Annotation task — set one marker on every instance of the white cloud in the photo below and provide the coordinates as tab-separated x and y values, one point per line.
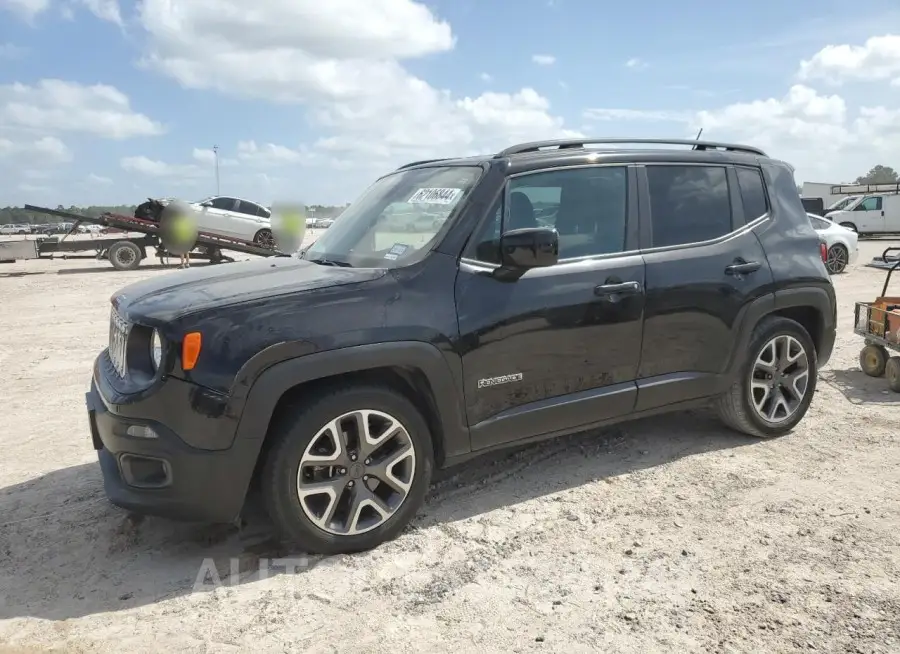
267	154
815	132
878	59
650	115
43	151
26	9
208	157
105	10
154	168
342	60
57	105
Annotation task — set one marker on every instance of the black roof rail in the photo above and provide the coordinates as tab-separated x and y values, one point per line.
566	144
423	161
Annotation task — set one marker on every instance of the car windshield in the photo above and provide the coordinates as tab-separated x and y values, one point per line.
396	220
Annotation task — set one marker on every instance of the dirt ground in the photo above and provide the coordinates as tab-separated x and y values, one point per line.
665	535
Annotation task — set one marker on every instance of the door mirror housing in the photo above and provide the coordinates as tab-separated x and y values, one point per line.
532	247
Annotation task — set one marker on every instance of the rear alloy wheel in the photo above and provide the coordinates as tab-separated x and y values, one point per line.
873	360
265	238
348	471
776	386
837	259
780	379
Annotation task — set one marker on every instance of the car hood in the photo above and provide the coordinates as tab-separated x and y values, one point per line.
173	295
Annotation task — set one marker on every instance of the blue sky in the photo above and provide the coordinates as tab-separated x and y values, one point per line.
107	102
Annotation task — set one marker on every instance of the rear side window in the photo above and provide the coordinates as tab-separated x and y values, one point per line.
869	204
753	193
688	204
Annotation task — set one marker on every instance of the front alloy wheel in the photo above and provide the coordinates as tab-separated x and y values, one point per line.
356	472
779	379
346	468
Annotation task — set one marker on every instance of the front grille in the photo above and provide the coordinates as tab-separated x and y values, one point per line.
118	341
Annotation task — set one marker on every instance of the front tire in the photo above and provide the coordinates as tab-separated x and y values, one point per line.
265	238
347	470
125	255
776	383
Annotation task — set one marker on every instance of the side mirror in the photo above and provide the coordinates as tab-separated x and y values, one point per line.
532	247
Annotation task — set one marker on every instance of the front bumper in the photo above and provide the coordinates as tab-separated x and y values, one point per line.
164	475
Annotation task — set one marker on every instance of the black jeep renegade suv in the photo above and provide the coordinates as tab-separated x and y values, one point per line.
459	306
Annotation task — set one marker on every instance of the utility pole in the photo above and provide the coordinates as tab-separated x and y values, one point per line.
216	155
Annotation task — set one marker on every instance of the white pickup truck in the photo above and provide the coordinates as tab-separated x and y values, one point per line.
15	229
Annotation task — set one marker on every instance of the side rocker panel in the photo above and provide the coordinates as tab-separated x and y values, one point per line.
428	359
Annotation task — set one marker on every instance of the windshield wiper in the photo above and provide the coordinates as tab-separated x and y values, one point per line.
331	262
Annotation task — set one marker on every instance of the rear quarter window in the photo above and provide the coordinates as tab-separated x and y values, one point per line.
753	193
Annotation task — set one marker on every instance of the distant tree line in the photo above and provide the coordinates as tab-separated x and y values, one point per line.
20	216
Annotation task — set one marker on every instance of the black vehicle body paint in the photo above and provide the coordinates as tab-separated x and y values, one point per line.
589	341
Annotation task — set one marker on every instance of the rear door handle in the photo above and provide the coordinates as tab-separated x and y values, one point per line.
743	267
613	292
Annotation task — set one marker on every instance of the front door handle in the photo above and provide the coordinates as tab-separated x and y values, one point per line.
741	267
613	292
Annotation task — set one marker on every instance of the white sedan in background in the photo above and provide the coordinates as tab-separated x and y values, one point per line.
842	243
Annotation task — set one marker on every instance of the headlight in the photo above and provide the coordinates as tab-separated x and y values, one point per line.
155	350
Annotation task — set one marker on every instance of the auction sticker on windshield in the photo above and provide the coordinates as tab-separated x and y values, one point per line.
435	196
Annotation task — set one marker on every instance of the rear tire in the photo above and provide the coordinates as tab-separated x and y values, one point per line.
873	360
767	405
290	490
892	372
125	255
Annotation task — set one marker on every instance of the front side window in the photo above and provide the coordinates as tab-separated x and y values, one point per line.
688	204
397	220
586	206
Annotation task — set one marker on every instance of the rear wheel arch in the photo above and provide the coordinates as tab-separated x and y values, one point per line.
810	307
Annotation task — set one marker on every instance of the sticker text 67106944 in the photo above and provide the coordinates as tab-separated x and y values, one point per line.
435	196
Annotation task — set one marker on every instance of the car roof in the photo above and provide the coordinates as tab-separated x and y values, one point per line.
566	152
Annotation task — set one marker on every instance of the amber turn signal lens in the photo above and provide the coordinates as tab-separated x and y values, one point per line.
190	350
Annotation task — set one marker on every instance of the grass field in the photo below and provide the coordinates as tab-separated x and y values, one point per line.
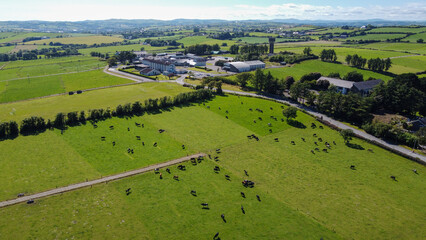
111	97
43	86
415	37
44	67
379	37
89	40
408	65
398	29
303	195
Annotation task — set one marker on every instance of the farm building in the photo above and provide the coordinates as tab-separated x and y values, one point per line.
344	86
243	66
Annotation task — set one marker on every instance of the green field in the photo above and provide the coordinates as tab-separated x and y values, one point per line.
303	195
111	97
89	40
399	30
15	90
408	65
415	37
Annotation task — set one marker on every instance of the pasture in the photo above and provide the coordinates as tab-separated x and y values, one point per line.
89	40
379	37
303	195
105	98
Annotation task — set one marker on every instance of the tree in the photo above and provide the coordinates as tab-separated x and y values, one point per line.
243	79
290	112
347	135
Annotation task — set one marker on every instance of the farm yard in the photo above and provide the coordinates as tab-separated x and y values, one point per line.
283	172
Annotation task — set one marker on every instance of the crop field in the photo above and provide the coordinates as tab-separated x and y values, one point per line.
415	37
89	40
105	98
15	90
302	195
408	65
402	47
379	37
399	30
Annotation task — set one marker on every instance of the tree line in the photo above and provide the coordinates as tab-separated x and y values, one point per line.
35	125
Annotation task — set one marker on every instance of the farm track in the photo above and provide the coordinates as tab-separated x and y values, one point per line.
97	181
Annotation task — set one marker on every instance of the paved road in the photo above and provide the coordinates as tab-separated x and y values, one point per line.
362	134
97	181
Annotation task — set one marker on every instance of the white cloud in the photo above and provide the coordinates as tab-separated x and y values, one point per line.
409	11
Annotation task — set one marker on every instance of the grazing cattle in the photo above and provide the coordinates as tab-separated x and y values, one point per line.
248	183
182	167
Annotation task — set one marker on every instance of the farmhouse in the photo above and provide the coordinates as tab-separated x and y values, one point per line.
150	72
243	66
344	86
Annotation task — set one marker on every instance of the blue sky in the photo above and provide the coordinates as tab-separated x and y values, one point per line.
74	10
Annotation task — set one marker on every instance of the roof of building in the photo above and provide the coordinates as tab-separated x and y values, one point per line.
256	62
338	82
367	84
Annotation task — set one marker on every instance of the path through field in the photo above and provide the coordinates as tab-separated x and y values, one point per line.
97	181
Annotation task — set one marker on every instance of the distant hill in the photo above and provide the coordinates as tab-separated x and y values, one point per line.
119	25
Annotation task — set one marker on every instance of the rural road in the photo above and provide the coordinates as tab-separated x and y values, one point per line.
97	181
362	134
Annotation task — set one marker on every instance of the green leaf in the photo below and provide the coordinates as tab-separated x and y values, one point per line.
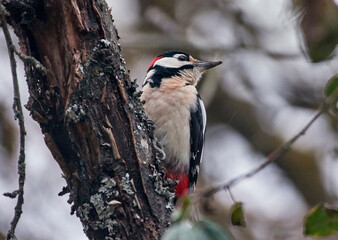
237	215
321	221
200	230
331	86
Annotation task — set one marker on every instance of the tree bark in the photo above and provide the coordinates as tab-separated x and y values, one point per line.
91	118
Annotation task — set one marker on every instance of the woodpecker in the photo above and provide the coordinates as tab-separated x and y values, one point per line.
172	102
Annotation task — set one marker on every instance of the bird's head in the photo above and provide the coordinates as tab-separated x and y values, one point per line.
176	67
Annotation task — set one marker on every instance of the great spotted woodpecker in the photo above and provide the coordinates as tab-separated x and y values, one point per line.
174	105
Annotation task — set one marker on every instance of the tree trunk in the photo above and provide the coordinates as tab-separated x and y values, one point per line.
91	118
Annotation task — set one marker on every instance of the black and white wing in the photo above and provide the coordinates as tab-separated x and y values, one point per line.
198	120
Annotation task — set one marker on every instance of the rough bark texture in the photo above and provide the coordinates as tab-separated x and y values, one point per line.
91	122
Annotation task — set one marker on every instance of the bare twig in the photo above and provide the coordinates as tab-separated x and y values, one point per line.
272	157
18	115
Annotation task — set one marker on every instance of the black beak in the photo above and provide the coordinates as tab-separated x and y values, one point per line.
206	65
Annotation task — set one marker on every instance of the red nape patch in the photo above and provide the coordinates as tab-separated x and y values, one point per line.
183	185
153	62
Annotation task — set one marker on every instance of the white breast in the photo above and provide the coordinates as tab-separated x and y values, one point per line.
169	107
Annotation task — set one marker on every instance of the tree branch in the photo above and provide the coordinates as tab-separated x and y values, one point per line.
272	157
18	115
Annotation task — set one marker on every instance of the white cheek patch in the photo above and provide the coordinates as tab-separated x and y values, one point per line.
170	62
148	77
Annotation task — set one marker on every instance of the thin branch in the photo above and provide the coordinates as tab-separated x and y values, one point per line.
18	115
272	157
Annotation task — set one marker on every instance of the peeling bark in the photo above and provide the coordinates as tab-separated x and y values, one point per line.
90	117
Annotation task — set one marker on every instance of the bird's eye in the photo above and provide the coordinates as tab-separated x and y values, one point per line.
182	58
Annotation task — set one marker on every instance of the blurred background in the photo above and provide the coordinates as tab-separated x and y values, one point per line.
277	57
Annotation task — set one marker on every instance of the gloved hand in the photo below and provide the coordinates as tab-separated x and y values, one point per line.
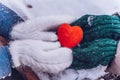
115	65
40	56
5	62
38	53
41	28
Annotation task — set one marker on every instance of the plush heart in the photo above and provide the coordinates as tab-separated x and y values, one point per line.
70	36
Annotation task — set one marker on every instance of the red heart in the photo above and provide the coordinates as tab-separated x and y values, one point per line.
70	36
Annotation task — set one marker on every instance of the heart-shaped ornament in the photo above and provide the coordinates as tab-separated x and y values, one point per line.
70	36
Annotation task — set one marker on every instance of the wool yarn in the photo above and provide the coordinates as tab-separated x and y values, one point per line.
99	44
8	19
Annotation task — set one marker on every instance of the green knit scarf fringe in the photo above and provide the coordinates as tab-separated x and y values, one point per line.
98	47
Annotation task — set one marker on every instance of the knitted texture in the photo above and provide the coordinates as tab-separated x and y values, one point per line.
98	47
92	54
8	19
101	26
5	62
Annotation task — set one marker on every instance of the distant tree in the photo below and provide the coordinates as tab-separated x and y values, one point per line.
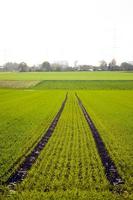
23	67
45	66
126	66
112	64
9	66
103	65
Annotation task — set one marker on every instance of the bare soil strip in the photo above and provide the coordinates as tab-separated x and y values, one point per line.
26	165
110	169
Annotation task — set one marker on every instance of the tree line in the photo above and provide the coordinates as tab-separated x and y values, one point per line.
47	66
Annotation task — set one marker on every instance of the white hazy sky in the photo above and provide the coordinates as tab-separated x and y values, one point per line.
85	30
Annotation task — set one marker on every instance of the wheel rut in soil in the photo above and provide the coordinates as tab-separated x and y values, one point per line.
30	159
110	169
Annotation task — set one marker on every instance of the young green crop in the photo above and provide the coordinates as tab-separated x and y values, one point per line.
85	84
66	75
112	112
24	117
70	160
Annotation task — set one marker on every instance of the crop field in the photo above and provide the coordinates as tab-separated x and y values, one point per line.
66	136
17	84
66	76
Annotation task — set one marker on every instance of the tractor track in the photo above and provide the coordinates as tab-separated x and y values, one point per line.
30	159
110	169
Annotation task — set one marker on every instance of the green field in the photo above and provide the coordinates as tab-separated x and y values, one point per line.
66	76
69	166
86	85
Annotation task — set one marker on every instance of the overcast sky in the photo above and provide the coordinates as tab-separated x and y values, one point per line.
84	30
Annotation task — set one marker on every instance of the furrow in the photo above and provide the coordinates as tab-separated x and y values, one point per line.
110	169
26	165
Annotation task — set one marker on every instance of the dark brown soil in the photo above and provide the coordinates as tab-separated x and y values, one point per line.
110	169
29	160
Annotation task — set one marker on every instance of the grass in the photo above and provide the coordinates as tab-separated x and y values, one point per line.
17	84
87	85
69	167
66	76
25	115
112	112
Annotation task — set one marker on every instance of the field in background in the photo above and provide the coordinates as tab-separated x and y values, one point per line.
66	76
17	84
69	166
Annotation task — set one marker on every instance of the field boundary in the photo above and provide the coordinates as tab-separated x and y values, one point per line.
110	169
30	159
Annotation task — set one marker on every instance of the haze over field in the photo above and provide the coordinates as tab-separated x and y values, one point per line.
83	30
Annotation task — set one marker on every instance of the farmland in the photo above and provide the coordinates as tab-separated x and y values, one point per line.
69	166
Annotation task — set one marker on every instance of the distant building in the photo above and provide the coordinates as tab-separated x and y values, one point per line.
1	68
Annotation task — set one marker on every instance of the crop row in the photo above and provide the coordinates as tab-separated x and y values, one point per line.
112	113
24	117
70	160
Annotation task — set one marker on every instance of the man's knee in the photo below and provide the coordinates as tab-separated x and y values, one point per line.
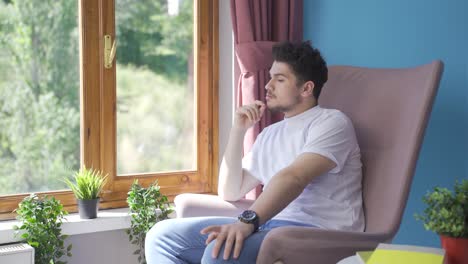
208	259
158	232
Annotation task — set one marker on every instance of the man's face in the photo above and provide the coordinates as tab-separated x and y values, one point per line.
283	95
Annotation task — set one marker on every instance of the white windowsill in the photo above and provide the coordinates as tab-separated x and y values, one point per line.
107	220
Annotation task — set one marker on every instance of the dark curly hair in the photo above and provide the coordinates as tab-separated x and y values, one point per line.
305	61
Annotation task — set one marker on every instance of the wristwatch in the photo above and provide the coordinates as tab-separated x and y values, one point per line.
250	217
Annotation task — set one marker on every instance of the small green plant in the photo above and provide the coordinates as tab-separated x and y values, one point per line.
41	221
87	183
147	207
447	212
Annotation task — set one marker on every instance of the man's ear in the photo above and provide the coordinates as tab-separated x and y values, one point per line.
307	88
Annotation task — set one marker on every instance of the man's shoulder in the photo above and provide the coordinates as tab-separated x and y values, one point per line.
334	116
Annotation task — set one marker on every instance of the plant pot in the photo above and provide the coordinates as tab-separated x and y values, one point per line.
88	208
455	249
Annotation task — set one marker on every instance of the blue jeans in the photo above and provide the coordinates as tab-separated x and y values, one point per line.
179	241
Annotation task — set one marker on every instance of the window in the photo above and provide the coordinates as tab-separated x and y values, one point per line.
151	116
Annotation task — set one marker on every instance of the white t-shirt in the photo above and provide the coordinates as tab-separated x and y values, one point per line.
332	200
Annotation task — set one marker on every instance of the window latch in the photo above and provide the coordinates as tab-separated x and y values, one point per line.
109	51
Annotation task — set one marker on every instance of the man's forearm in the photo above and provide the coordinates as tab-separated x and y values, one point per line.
281	191
230	172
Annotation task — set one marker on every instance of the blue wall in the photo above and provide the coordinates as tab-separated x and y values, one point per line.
400	33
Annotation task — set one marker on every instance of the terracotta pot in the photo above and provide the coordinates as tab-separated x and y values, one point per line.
456	250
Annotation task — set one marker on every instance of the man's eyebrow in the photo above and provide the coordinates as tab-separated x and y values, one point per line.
278	75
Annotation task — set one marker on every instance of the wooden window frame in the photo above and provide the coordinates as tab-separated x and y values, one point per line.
98	111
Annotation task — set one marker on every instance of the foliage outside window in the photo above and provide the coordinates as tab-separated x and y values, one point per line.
49	100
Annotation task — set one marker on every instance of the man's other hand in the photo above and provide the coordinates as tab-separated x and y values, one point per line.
247	115
231	234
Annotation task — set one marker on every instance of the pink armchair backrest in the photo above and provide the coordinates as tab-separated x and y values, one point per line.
389	109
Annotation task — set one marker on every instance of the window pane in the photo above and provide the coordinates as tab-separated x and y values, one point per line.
39	94
155	91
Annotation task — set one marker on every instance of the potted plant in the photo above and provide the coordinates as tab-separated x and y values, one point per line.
87	186
447	215
147	207
41	221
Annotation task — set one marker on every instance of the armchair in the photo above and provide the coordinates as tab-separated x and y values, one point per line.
390	109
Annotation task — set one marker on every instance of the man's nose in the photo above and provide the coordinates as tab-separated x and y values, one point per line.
268	85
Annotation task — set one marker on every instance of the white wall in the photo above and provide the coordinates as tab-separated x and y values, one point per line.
102	248
113	246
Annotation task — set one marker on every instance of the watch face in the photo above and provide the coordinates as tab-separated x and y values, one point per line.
249	215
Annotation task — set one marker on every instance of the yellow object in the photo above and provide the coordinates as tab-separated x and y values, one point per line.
402	254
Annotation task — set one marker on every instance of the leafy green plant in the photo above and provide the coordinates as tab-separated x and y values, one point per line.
88	183
41	221
147	207
447	212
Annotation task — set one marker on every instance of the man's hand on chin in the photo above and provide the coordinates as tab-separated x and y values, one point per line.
231	234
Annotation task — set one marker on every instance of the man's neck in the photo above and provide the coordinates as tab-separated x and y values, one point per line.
301	108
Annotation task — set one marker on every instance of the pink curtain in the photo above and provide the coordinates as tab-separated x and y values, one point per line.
258	25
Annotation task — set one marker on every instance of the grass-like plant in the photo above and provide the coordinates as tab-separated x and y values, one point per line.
447	213
147	207
41	221
87	183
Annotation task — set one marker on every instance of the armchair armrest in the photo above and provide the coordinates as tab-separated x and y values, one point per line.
312	245
193	205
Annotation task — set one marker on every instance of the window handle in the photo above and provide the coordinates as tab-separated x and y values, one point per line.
109	51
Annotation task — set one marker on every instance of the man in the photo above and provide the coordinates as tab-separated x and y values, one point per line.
309	164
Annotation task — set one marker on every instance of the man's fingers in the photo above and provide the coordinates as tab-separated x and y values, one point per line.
218	244
211	237
238	246
210	229
246	112
228	245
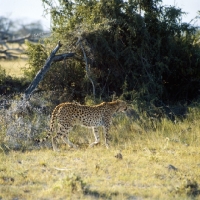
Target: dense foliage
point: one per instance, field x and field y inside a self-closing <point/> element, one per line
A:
<point x="141" y="50"/>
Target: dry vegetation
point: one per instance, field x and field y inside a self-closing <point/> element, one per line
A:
<point x="148" y="159"/>
<point x="15" y="67"/>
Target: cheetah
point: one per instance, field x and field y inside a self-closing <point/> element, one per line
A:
<point x="67" y="115"/>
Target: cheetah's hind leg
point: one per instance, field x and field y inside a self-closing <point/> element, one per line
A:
<point x="96" y="136"/>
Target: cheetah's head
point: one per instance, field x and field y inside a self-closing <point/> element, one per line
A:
<point x="121" y="106"/>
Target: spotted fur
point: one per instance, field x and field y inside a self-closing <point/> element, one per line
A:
<point x="67" y="115"/>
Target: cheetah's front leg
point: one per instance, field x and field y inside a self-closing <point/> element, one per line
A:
<point x="96" y="136"/>
<point x="106" y="128"/>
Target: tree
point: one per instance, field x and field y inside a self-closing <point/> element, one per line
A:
<point x="153" y="56"/>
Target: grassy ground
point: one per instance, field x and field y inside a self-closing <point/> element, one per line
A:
<point x="14" y="68"/>
<point x="160" y="160"/>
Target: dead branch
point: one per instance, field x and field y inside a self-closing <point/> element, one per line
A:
<point x="86" y="66"/>
<point x="39" y="76"/>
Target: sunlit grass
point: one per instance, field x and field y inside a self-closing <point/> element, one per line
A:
<point x="160" y="160"/>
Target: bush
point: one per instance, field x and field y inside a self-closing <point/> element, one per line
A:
<point x="153" y="56"/>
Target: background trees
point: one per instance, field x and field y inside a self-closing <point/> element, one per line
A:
<point x="138" y="49"/>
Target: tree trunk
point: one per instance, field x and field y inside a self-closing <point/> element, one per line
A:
<point x="39" y="76"/>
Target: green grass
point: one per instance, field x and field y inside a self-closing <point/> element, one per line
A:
<point x="161" y="160"/>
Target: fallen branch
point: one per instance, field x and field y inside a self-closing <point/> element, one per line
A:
<point x="18" y="40"/>
<point x="86" y="66"/>
<point x="63" y="56"/>
<point x="39" y="76"/>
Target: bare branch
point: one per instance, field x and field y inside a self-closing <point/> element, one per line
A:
<point x="39" y="76"/>
<point x="86" y="67"/>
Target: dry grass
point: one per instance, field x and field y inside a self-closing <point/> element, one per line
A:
<point x="157" y="163"/>
<point x="14" y="68"/>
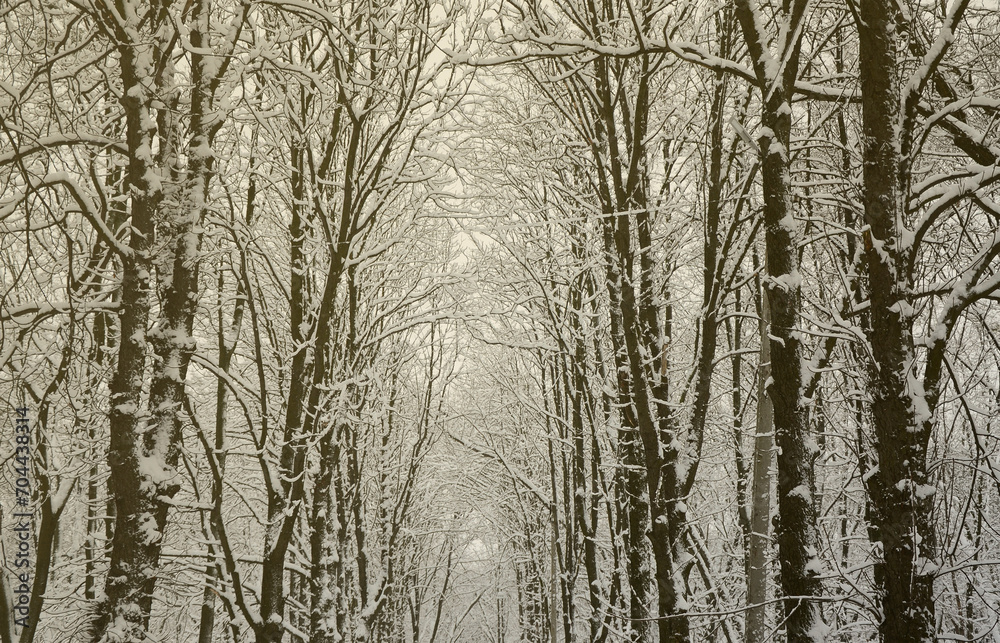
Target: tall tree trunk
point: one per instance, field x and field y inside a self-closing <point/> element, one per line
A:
<point x="902" y="406"/>
<point x="760" y="493"/>
<point x="797" y="534"/>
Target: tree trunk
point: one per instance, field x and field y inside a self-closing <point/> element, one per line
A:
<point x="901" y="415"/>
<point x="760" y="494"/>
<point x="797" y="534"/>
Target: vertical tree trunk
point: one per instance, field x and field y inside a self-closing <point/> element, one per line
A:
<point x="797" y="535"/>
<point x="901" y="409"/>
<point x="760" y="493"/>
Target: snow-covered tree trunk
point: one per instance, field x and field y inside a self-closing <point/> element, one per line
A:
<point x="902" y="405"/>
<point x="797" y="534"/>
<point x="760" y="492"/>
<point x="135" y="486"/>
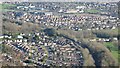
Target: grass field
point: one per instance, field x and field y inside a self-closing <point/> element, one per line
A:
<point x="92" y="11"/>
<point x="5" y="7"/>
<point x="113" y="49"/>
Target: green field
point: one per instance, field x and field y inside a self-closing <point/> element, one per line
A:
<point x="92" y="11"/>
<point x="114" y="50"/>
<point x="6" y="7"/>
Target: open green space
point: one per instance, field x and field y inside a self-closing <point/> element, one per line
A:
<point x="6" y="7"/>
<point x="113" y="49"/>
<point x="92" y="11"/>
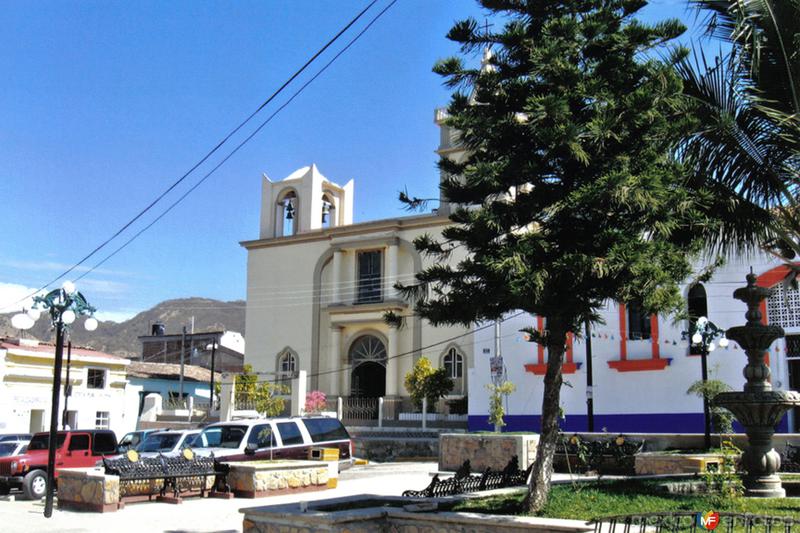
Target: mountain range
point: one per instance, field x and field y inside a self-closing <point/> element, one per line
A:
<point x="121" y="338"/>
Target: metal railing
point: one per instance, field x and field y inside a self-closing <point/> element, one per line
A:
<point x="690" y="522"/>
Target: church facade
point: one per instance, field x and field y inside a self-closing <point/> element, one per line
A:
<point x="318" y="287"/>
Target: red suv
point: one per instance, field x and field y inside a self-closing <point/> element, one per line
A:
<point x="76" y="449"/>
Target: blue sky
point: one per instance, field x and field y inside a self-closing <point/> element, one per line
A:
<point x="106" y="103"/>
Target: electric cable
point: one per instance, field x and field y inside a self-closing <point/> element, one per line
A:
<point x="202" y="160"/>
<point x="238" y="147"/>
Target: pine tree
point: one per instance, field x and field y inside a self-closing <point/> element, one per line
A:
<point x="568" y="195"/>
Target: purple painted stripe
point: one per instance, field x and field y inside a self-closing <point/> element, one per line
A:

> **What to work on**:
Place every line from the one containing "Target: electric cable" through the final line into a JSON list of strings, one string per line, with blank lines omitted.

> **Final result**:
[
  "Target: electric cable",
  "point: one per instance, field x and field y inside a self-closing <point/> element, one per line",
  "A:",
  "<point x=\"202\" y=\"160\"/>",
  "<point x=\"238\" y=\"147\"/>",
  "Target: pine tree",
  "point: one per instance, field x and field y inside a self-closing <point/> element, one per line",
  "A:",
  "<point x=\"568\" y=\"195\"/>",
  "Target: purple painted stripe",
  "point: one per instance, field x and field y inside a self-closing <point/> element, one per line",
  "A:"
]